- [Selected text]:
William Grant & Sons Celebrates “10 Years of Tully”
Can you believe we’ve had 10 whole years of Tullamore D.E.W. deliciousness? This month marks an entire decade since it joined William Grant & Sons’ portfolio! Over that time it’s become the world’s second-largest triple blend Irish whiskey, which is pretty groundbreaking stuff. If you want to mark the occasion with more than just a dram (though that will certainly do), then you’ll be thrilled to know that Tullamore D.E.W. visitor centre reopened its doors to the public this month! We love a celebration. Anyway, we’ll leave you with a fact, the kind that’s going to come in handy at dinner parties. Here goes: across the world, 10 shots of Tullamore D.E.W. are consumed every second. Yes, really! Now, go and get yourself a glass of Tully and spread the word.
Yamazaki-55 Year Old, the oldest Japanese whisky ever produced.
Oldest Japanese whisky ever distilled goes to auction in August
If you want to see a little piece of whisky history made next month then mark the 21 August (Friday) in your calendar as it’s the day the Bonhams Hong Kong auction of Fine and Rare Wine & Whisky will take place. The highlight of this sale? A bottle of Yamazaki-55 Year Old, the oldest expression ever produced by the prestigious brand and the oldest Japanese whisky in history. The blockbuster of a single-malt was only released in June this year by Suntory, via a customer lottery system applicable only to residents from within Japan. The expression was distilled in the 1960s and matured in both Japanese Mizunara oak cask from 1960 and white oak cask from 1964 before it was bottled at 46% ABV. The whisky, which had an exceedingly-limited outturn of 100 bottles, is said to have a complex agarwood and sandalwood nose, rich in fruity scents with a sweet aftertaste. Excitingly, it’s even older than the coveted Yamazaki-50 Year Old, which – on several occasions over the years – has set the world auction record for a single bottle of Japanese whisky. Other wine and spirits highlights of the sale include a bottle of Saburomaru 1960 55-year-old, which means the auction will feature the two oldest Japanese whiskies currently available to the market, as well as Macallan Lalique 55-Year-Old, Karuizawa 1974 (40-year-old) Blue Geisha and Karuizawa 1974 (40-year-old) Gold Geisha and Bowmore 1955 (40-year-old). “We are thrilled to be the first international auction house to offer this historic and extremely popular bottle to the worldwide audience, which already has a strong appetite for the finest Japanese whisky,” Daniel Lam, Bonhams’ director of wine & spirits, Asia, commented. “One of only 100 that were produced, this amber joy by one of the most prestigious whisky distilleries is as rare as its quality is unmatched.”
It’s wholesome escapism, Tobermory-style
And finally… need some soothing colouring? Tobermory’s got your back
Remember a couple of years ago when colouring-in books for grown-ups were the thing? Well, Mull-based Tobermory Distillery reckons it’s time for a come-back. After all, lockdowns around the world have inspired many of us to get in touch with our artistic sides, so why not? As such it has launched a Tobermory colouring book, featuring 10 hand-drawn designs by artist Lydia Bourhill depicting the charm of the island, from its technicolour harbour to dramatic landscapes. “Our colourful home on the island of Mull is ample inspiration for those looking to keep up the enriching, artistic hobbies many have started in lockdown,” said Amy Burns, Tobermory Distillery’s global marketing manager. “It’s thanks to this nourishing artistic community and the island’s stunning natural beauty that Tobermory Distillery is expressive by nature, and this is reflected in the spirits we craft.” She continued: “It is this expressive creativity which formed the inspiration for our colouring-in books, designed to let you relax, unwind and unlock your artistic passions over a gin and tonic or dram of whisky.” The colouring books are available from Tobermorydistillery.com – soothing weekend plans sorted!

- [Data records]:
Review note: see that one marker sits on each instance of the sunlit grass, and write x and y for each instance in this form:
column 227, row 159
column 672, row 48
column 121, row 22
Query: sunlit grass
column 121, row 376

- [What you should do]: Give back the part of the whisky news text from "William Grant & Sons Celebrates" to "spread the word.", copied word for word.

- [Completed exercise]:
William Grant & Sons Celebrates “10 Years of Tully”
Can you believe we’ve had 10 whole years of Tullamore D.E.W. deliciousness? This month marks an entire decade since it joined William Grant & Sons’ portfolio! Over that time it’s become the world’s second-largest triple blend Irish whiskey, which is pretty groundbreaking stuff. If you want to mark the occasion with more than just a dram (though that will certainly do), then you’ll be thrilled to know that Tullamore D.E.W. visitor centre reopened its doors to the public this month! We love a celebration. Anyway, we’ll leave you with a fact, the kind that’s going to come in handy at dinner parties. Here goes: across the world, 10 shots of Tullamore D.E.W. are consumed every second. Yes, really! Now, go and get yourself a glass of Tully and spread the word.